The problem: Your reproduction of the entries should be exact and should contain no pictures.

The data:

- Opening Delimiter -

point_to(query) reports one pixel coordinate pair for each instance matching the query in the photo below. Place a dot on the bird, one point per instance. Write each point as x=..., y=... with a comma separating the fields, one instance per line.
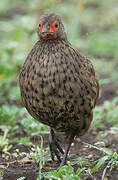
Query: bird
x=58, y=86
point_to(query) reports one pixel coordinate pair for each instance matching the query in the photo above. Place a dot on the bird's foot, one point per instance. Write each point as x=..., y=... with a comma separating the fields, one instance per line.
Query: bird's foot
x=54, y=145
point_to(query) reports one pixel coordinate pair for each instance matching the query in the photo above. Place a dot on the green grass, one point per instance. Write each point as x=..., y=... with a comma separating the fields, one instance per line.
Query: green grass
x=92, y=27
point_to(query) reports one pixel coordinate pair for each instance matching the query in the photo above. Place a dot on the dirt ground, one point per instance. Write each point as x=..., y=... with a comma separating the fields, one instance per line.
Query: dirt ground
x=14, y=168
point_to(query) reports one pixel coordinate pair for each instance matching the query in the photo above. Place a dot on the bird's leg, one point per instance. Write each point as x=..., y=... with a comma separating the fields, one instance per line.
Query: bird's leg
x=63, y=162
x=54, y=145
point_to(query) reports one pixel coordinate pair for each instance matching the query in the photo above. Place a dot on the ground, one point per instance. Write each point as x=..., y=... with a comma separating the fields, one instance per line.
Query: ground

- Closing Delimiter -

Output below:
point_to(query) reports one pixel coordinate pair for each instance matching the query in the photo below. Place a dot on the bird, one point per instance. Write each point as x=..., y=... with a comma separating the fields, one instance per line.
Query: bird
x=58, y=86
point_to(query) reports one pixel coordinate pair for each instance matching the query in the photo above. Place a dot on the bird's foot, one point per instance. Write each point as x=..., y=... with a comma separating the fields, one instance per line.
Query: bird's foot
x=54, y=145
point_to(query) reports one pixel coordinate pair for each instance matching the query in the photo above. Place a dot on the green grass, one point per instance. Write each point as x=..., y=... with a comma separating the fields, one instance per line.
Query: green grass
x=92, y=27
point_to(query) reports one pixel coordinate pair for each instance matching the query in the photo above. Place a dot on the dirt ground, one point per instance. Write each point as x=..., y=... with a comma separating the fields, one instance per line.
Query: dirt ground
x=14, y=168
point_to(query) reports one pixel coordinate pair for each instance matching the query in the photo above. Place a dot on the bird's leg, one point per instance. Write each point as x=..., y=... with a comma separating the fields, one instance per line.
Query: bird's leg
x=63, y=162
x=54, y=145
point_to(query) reports one pixel coordinate pair for each instance matching the query in the photo above. Place a dot on the ground, one point per instance. Write each point as x=..., y=... with a comma separating the fields, one instance per line.
Query: ground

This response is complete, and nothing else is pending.